------ Page extract ------

I've become wary of productions of August Wilson plays that last less than two and a half hours. This singular playwright's words need room to breathe. The music needs to rise up organically. The plot needs to unfurl gradually, lest it seem forced or melodramatic.

Timothy Douglas' hypnotic, risk-taking and revelatory new production of "Seven Guitars" is nearly three hours long. That's just the right amount of time for it to feel natural and lived-in. It's also long enough that key events in the story circle around just as you've let them slip from your mind, making for maximum suspense. This is a show of meditative beauty as well as sharp, decisive action.

When Hartford Stage presented Wilson's "The Piano Lesson" last month — in a production that was just as comfortably paced—it used a sprawling multiroom house setting. I'd argue such an ultra-realistic detail serves that play well, letting the piano of the play's title stand out from the drab surroundings as a thing of rare beauty.

The thing of value in "Seven Guitars" is a song, by a young bluesman named Floyd "Schoolboy" Barton. A recording of this downcast break-up song with the upbeat title "That's All Right" has gained some popularity. The ethereal nature of the musician's fame allows director Douglas to add abstraction to the staging of "Seven Guitars." Dwight Andrews, who was the music director and composer for the original productions of many of Wilson's plays (most of them at Yale Rep) distorts blues chords and melodies into a sinuous soundtrack.

Wilson's stage directions for the beginning of the play suggest that the characters have "gathered in the yard," having "just come from the cemetery." What we see at the Rep, thanks to scenic designer Fufan Zhang, is six chairs on an otherwise empty platform high up at the back of the stage. The actors speak their lines directly to the audience. Though they're conversing, they don't look at each other.

Later in the same play, these same people laugh, cavort and interact more intimately. The first act is set in and around the backyard of a house in Pittsburgh in 1948, but it has the feel of a long night in a blues club or a juke joint. Floyd Barton and his cronies Canewell and Red Carter recite nonsense verses, show off their urban weaponry and share their struggles and dreams. They complain about having been jailed in the past for the crimes of "laziness" and "worthlessness."

Billy Eugene Jones plays Barton with the mix of winning humor, self-absorption and off-kilter sex appeal that distinguishes some of the great Wilson actors, including Charles S. Dutton and James Earl Jones. Wayne T. Carr understands how to underplay Canewell, a great example of an essential Wilson character: the loyal friend and sidekick. As Red Carter, Danny Johnson adds a brash energy that brings a vaudevillian spark to the banter.

------ Data segment ------

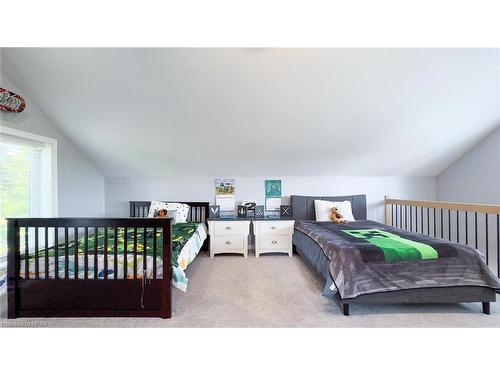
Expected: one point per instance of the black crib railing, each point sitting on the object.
(476, 225)
(69, 241)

------

→ **Set tasks**:
A - Translate this sentence from the "Seven Guitars" review into Spanish: "This singular playwright's words need room to breathe."
B - Name every cast member of this production of "Seven Guitars" that the review mentions, along with the role each one plays.
C - Extend the "Seven Guitars" review with a few more paragraphs, picking up after its last sentence.
The lines after the review are separate material.

→ **Per-task answers**:
A - Las palabras de este dramaturgo singular necesitan espacio para respirar.

B - Billy Eugene Jones as Floyd Barton; Wayne T. Carr as Canewell; Danny Johnson as Red Carter.

C -
The three strong women who put up with these proud men — the quietly alluring Rachel Leslie as Floyd's semi-estranged girlfriend Vera, Stephanie Berry as Vera's frank and sensible friend Louise and Antoinette Crowe-Legacy as the young interloper Ruby — prepare meals, walk up and down stairs and talk about bad relationships.

An odd old man named Hedley (legendary musical theater star Andre De Shields) wanders in and out of scenes as if in a dream, sometimes reacting to the comments of others but just as often in his own world.

As an ensemble, this diverse and multidimensional septet bickers, dances, dresses up, plays cards, makes music, flirts, threatens, gets drunk and goofs around.

After the wild party of a first act, the second act is a sort of hangover, a reckoning in which the characters wake up to their realities, and try to figure out where to go next.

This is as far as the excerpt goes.